# Prompt:
Without the images, output each record below as it stands.

# Dataset records:
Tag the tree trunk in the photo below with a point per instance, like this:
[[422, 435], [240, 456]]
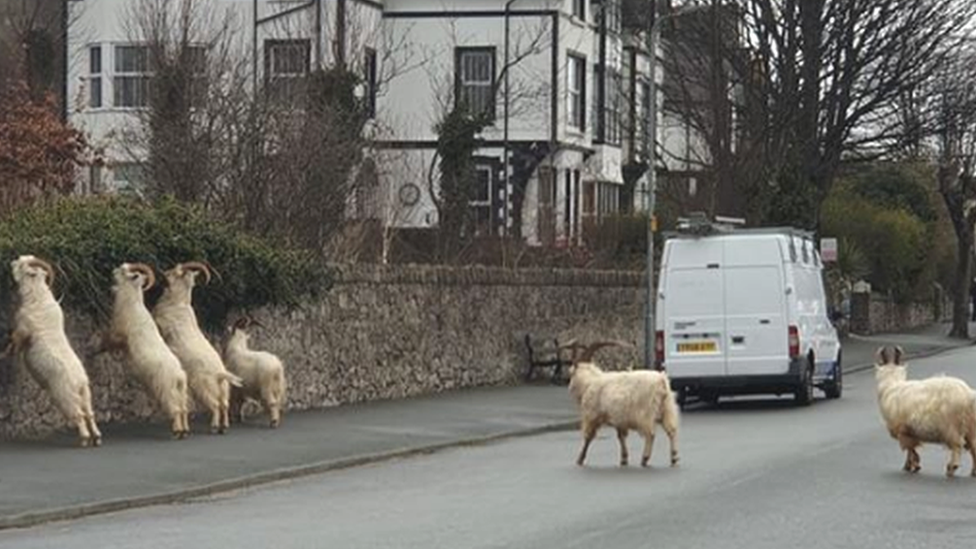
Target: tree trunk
[[960, 293]]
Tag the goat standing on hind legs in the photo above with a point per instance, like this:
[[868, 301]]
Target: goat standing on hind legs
[[208, 378], [939, 409], [636, 400], [39, 341]]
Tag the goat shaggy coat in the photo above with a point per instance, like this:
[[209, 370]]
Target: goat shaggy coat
[[940, 410], [638, 400], [208, 377], [40, 340], [262, 373], [148, 358]]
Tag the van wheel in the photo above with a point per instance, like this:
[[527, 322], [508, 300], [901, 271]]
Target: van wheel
[[803, 396], [835, 387]]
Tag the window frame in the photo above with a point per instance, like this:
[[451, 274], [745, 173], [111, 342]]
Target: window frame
[[460, 85], [141, 79], [96, 77], [576, 91]]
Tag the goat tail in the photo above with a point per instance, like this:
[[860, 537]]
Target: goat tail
[[670, 414], [230, 378], [84, 394]]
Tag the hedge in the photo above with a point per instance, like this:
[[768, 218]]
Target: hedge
[[86, 238]]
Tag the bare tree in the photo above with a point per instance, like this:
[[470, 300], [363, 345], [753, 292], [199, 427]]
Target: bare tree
[[451, 174], [821, 78]]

# Answer space:
Tag the tree trunk in the photo below with a point per instance, like this:
[[422, 435], [240, 456]]
Target: tree trunk
[[960, 293]]
Tag the goat standing on hind legs in the photo above with a point per instance, like this:
[[868, 301]]
Target: goat standing on hind legs
[[208, 378], [939, 409], [636, 400], [39, 341]]
Tag the goat shaggy coat in the photo above with a point per instance, like this:
[[209, 370]]
Target: goat shaggy coat
[[940, 410], [638, 400], [208, 377], [40, 340], [262, 373], [148, 358]]
Tag the van wheel in the photo above with a point per instance, like this:
[[527, 322], [508, 300], [901, 271]]
Target: van wheel
[[803, 396], [835, 387]]
Tag the window frame in the photo above with a point per instance, like this:
[[451, 274], [745, 173], [111, 342]]
Target: window frame
[[460, 85], [141, 79], [96, 77], [576, 91]]
Tag the goat tail in the photo above with a point per instance, like this:
[[860, 537]]
Target: goat tail
[[670, 414], [230, 378], [84, 394]]
Tag the hedge in the photo above with a point per instance, like this:
[[768, 218]]
Target: hedge
[[86, 238]]
Tag the bare tree in the photo above with a point per instance, like this:
[[470, 300], [363, 345], [753, 292], [199, 427]]
Target: bare tree
[[451, 174], [821, 78]]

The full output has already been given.